OBJECTIVE:
Copy all of the data below word for word, leaving out the pictures.

RECORDS PROVIDED:

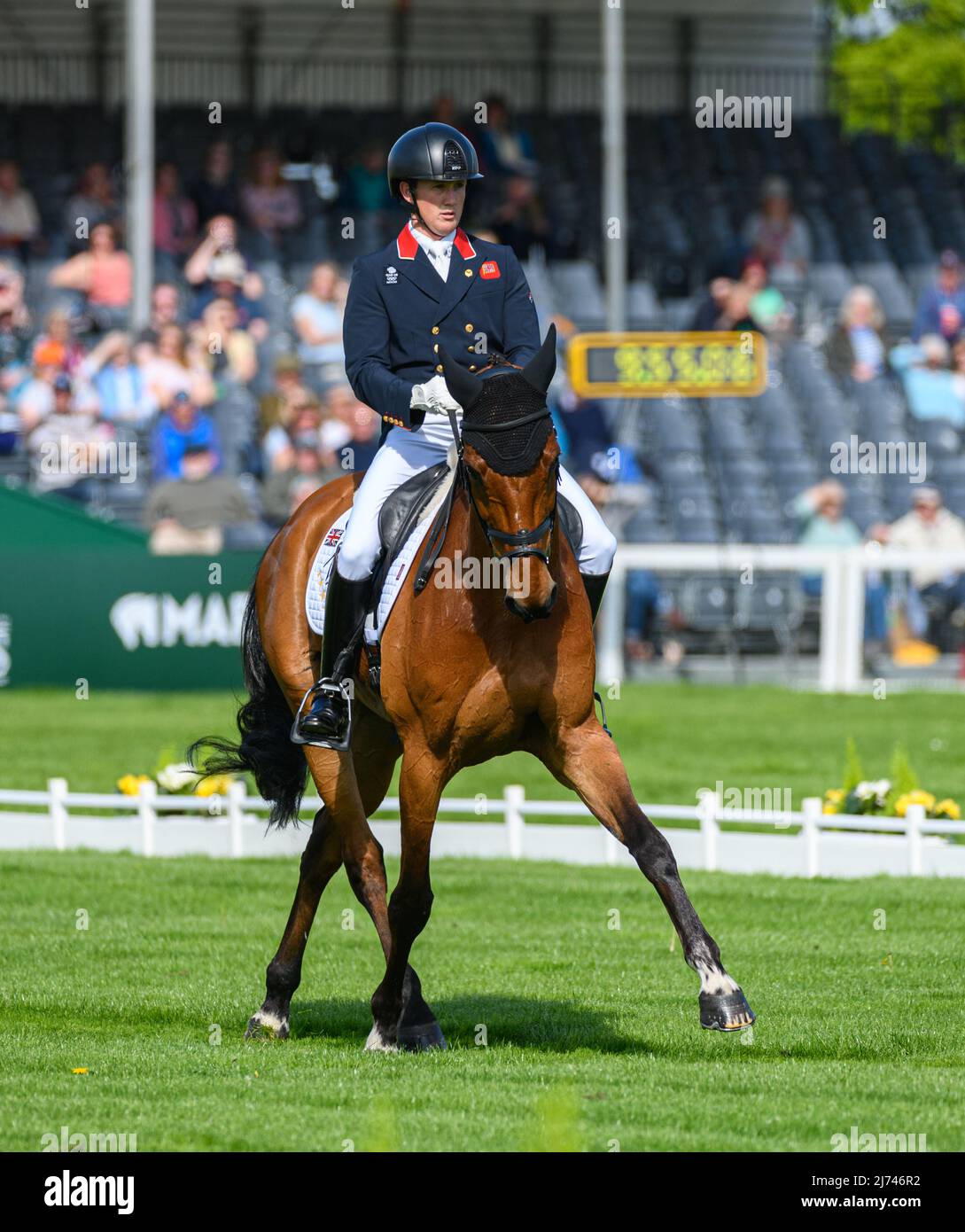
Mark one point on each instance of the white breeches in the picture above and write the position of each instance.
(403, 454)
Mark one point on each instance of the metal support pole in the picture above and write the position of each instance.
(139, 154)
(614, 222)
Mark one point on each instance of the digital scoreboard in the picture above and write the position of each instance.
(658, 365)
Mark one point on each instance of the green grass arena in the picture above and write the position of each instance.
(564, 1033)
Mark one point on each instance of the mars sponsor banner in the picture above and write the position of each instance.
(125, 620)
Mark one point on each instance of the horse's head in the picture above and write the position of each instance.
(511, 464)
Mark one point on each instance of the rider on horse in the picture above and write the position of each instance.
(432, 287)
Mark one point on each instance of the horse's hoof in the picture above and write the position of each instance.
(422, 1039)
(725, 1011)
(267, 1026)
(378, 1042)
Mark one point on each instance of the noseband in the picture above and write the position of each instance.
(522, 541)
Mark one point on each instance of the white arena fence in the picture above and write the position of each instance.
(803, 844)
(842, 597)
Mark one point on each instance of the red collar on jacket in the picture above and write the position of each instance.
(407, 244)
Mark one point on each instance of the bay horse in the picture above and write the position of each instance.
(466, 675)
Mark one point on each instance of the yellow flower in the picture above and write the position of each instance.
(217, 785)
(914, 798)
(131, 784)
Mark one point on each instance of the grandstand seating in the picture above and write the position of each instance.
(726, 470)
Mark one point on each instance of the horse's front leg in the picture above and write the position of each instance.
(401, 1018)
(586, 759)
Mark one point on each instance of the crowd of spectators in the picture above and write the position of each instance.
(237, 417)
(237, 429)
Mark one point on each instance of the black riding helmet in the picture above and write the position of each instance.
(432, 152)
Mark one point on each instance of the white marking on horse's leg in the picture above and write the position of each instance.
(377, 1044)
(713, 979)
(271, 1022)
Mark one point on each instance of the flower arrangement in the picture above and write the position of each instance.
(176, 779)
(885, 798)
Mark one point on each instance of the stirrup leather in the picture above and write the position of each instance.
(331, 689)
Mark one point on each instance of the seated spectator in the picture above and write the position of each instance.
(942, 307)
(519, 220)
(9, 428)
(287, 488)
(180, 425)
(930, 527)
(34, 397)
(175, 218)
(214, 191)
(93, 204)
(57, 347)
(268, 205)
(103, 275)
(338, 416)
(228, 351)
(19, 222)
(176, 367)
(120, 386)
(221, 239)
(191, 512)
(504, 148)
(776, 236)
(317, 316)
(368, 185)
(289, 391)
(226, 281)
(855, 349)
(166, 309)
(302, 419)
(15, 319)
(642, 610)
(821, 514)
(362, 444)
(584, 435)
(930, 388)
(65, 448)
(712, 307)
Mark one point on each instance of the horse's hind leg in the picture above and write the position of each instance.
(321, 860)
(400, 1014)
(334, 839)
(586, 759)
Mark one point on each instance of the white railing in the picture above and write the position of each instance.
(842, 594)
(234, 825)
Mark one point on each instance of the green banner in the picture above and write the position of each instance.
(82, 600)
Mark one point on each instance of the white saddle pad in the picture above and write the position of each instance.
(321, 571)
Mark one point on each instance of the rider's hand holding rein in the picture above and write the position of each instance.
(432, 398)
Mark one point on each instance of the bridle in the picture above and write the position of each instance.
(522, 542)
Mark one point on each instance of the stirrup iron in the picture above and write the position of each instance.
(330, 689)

SOLUTION TO THE PROBLEM:
Mark one point on each instance of the white breeches in the picture above and write the position of each instance.
(403, 454)
Mark one point on each instance of the metal support pole in the picture above and write the position of each instance.
(139, 154)
(614, 222)
Mark one point on each instance of the digital scoreboard in the picture above and write the position of each instance.
(658, 365)
Mark one point on each instance of the green grass arena in the picture above and write the position of each instance.
(564, 1033)
Mark one point on each instance of the mars sponsor banner in the picture above and write the position of each instance.
(125, 620)
Mark one point on each instance of the horse's head in the picture above and write the position of each instance.
(511, 464)
Mark one point on each instance of the rider on horse in the picture above and write the position of each instance.
(432, 287)
Mark one point on each instance of the horse's hoof in the picture above and write the position of each instance.
(422, 1039)
(725, 1011)
(267, 1026)
(378, 1042)
Mark one point on each instance of the noseband in the picture above and write the position of each instance.
(522, 541)
Mark one point on each instance of the white arena fence in the picture above and write the position of each instance.
(803, 844)
(842, 597)
Mark one point on each instance of the red collar on jacket in the picture above and write the position of each instance.
(407, 244)
Mark one point on each instance of the bay horse in the picture above and write the position of each instance.
(466, 675)
Mark one point on each instance of the yellow flower in the picture above and write the position of each instance.
(217, 785)
(914, 798)
(131, 784)
Mark one point on each instance of the grandstand seating in the picture above and write the position of each instance.
(726, 470)
Mark one point on each instance of the horse's front leg in the picture above and write the position of each instance.
(401, 1018)
(586, 759)
Mark one point on each instance of the crowd of spectators in the picture above and write the position of each instance.
(237, 417)
(237, 429)
Mark one point on each instance of the black riding helmet in the picture above and write the position of each instance.
(432, 152)
Mark one point on each instance of the white marking on horse's leg in the picture above and write the position of each instance.
(377, 1044)
(713, 979)
(271, 1022)
Mark one point on each instance of the flower arrangement in the picture above and write the position of each instance.
(176, 779)
(885, 798)
Mark one point on each instance of the stirrup leather in the picture above and write the position of each instance.
(331, 689)
Mark one point on each instance of the seated spectator in the picture above and write the position of each instance.
(942, 307)
(519, 220)
(9, 428)
(287, 488)
(180, 425)
(930, 527)
(34, 397)
(175, 218)
(214, 191)
(93, 204)
(57, 347)
(268, 205)
(103, 275)
(338, 416)
(228, 351)
(19, 222)
(176, 367)
(120, 386)
(221, 239)
(191, 512)
(504, 148)
(776, 236)
(317, 316)
(368, 185)
(289, 391)
(226, 281)
(855, 349)
(166, 309)
(302, 419)
(15, 319)
(642, 610)
(821, 514)
(362, 444)
(584, 435)
(930, 388)
(65, 448)
(712, 307)
Mark one point on each instance of the horse's hind leg in the picture above and write the position of each instance.
(321, 860)
(400, 1014)
(334, 839)
(586, 759)
Mark one point on each instance of the white railing in the picture above and write the position of each instance.
(842, 594)
(234, 825)
Mark one point on each instance of the green banner in the picture above and write the position of each instance.
(82, 600)
Mark one point on each instance of the white saddle pad in the picture above and write the position of each instance.
(321, 571)
Mark one point on each instance of the rider's hand holding rein in the picture above and write the position of each instance.
(432, 398)
Mark one point on each instance of the bridle in the picture above and write the position of each instance.
(522, 542)
Mark one point on each instance of the stirrup iron in the picture above and write the position of each instance.
(330, 689)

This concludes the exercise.